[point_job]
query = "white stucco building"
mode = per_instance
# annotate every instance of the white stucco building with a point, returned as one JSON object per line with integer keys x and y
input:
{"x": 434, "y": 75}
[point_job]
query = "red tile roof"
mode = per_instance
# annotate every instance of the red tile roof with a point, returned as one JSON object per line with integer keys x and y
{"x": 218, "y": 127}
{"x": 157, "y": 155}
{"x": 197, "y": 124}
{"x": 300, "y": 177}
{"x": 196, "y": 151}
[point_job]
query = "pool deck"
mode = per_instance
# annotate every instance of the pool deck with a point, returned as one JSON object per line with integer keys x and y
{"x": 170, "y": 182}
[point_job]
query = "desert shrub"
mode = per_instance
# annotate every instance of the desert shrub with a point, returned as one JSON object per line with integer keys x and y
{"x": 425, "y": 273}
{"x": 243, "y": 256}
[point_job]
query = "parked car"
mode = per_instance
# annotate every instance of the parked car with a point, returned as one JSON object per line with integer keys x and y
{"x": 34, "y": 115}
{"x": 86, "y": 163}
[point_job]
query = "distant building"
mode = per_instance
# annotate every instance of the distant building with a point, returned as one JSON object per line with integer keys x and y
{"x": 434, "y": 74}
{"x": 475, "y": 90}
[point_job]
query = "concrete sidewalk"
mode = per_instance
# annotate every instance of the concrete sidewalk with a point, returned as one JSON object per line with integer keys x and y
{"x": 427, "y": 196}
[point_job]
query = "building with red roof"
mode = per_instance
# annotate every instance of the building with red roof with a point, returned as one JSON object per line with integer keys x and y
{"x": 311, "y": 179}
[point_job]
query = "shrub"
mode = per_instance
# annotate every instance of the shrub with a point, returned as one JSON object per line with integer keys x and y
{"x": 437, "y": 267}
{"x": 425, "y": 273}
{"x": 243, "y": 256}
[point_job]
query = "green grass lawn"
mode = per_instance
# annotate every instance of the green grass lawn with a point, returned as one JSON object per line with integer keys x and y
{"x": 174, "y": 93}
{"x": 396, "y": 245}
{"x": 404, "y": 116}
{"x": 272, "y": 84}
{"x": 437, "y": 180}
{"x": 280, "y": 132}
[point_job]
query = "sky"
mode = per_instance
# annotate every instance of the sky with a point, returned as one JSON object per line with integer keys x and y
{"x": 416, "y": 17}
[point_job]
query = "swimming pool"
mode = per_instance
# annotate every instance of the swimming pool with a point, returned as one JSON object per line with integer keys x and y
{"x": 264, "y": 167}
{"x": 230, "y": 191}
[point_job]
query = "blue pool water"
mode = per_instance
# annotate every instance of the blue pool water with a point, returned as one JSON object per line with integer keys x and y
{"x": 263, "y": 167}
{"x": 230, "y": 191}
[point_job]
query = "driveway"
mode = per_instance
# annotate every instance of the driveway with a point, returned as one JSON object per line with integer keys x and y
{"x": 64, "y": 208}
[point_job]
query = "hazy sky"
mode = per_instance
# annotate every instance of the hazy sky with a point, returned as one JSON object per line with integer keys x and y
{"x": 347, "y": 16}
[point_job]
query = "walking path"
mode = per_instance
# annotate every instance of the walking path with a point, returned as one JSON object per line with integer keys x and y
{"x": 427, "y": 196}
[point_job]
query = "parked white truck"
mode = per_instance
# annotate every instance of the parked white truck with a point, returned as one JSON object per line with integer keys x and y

::::

## WHAT TO WORK ON
Type out the whole listing above again, exactly as it stands.

## TASK RESPONSE
[point_job]
query = "white stucco building"
mode = per_instance
# annotate every instance of the white stucco building with a point, returned as one JSON object per line with integer keys x and y
input:
{"x": 434, "y": 75}
[point_job]
query = "red tile roof"
mode = per_instance
# annotate every instance of the red tile roof with a point, returned as one JSON object per line with integer keys x and y
{"x": 218, "y": 127}
{"x": 157, "y": 155}
{"x": 197, "y": 124}
{"x": 300, "y": 177}
{"x": 196, "y": 151}
[point_job]
query = "pool deck"
mode = per_instance
# annotate every instance of the pool deck with a point, returned as one JSON object per line with integer keys x and y
{"x": 170, "y": 182}
[point_job]
query = "desert shrub"
mode = per_instance
# annotate every instance of the desert shrub with a point, returned as one JSON object per line with integer keys x and y
{"x": 425, "y": 273}
{"x": 243, "y": 256}
[point_job]
query = "parked car"
mode = per_instance
# annotate every instance of the parked car with a point, returned as one JSON object per line with integer keys x and y
{"x": 34, "y": 115}
{"x": 86, "y": 163}
[point_job]
query = "distant building"
mode = per_instance
# annotate every instance of the distant building with a point, returned as one JSON object per line with integer keys x and y
{"x": 434, "y": 74}
{"x": 475, "y": 90}
[point_job]
query = "concrete sidewalk"
mode = per_instance
# annotate every instance of the concrete sidewalk with a point, returned as one JSON object per line with integer keys x and y
{"x": 427, "y": 196}
[point_job]
query = "building with red roof"
mode = per_instance
# annotate every instance of the building with red roof with a point, returned as one JSON object per line with integer keys x and y
{"x": 311, "y": 179}
[point_job]
query = "shrub"
mode = per_instance
# annotate every instance of the shrub with a point, returned as one JSON object per line with integer keys x and y
{"x": 437, "y": 267}
{"x": 425, "y": 273}
{"x": 243, "y": 256}
[point_job]
query = "green grass lawn"
mode = per_instance
# annotate every instance of the green grass lawn with a point, returned as one JSON object per line with integer keys x and y
{"x": 174, "y": 93}
{"x": 396, "y": 245}
{"x": 404, "y": 116}
{"x": 272, "y": 84}
{"x": 437, "y": 180}
{"x": 280, "y": 132}
[point_job]
query = "sky"
mode = per_instance
# annotate every instance of the sky with a point, returned as one JSON object per line with integer keys x and y
{"x": 416, "y": 17}
[point_job]
query = "swimming pool"
mode = per_instance
# annotate every instance of the swimming pool with a point, returned as one JSON object per line with integer keys x and y
{"x": 264, "y": 167}
{"x": 230, "y": 191}
[point_job]
query = "blue pool water"
mode = per_instance
# annotate every instance of the blue pool water with a point, returned as one JSON object per line with integer keys x and y
{"x": 263, "y": 167}
{"x": 230, "y": 191}
[point_job]
query = "driveway"
mode = per_instance
# annotate every instance of the driveway with a point, returned as one JSON object per line with integer keys x and y
{"x": 64, "y": 208}
[point_job]
query = "hazy sky"
mode = per_instance
# annotate every instance of the hazy sky with a point, returned as one JSON object per line with integer keys x and y
{"x": 347, "y": 16}
[point_job]
query = "walking path"
mode = per_instance
# annotate every instance of the walking path with a point, returned as one JSON object per line with integer keys x and y
{"x": 427, "y": 196}
[point_job]
query = "parked white truck"
mode = per_instance
# annotate every instance of the parked white truck with a point, returned as one JSON object per line with integer keys x and y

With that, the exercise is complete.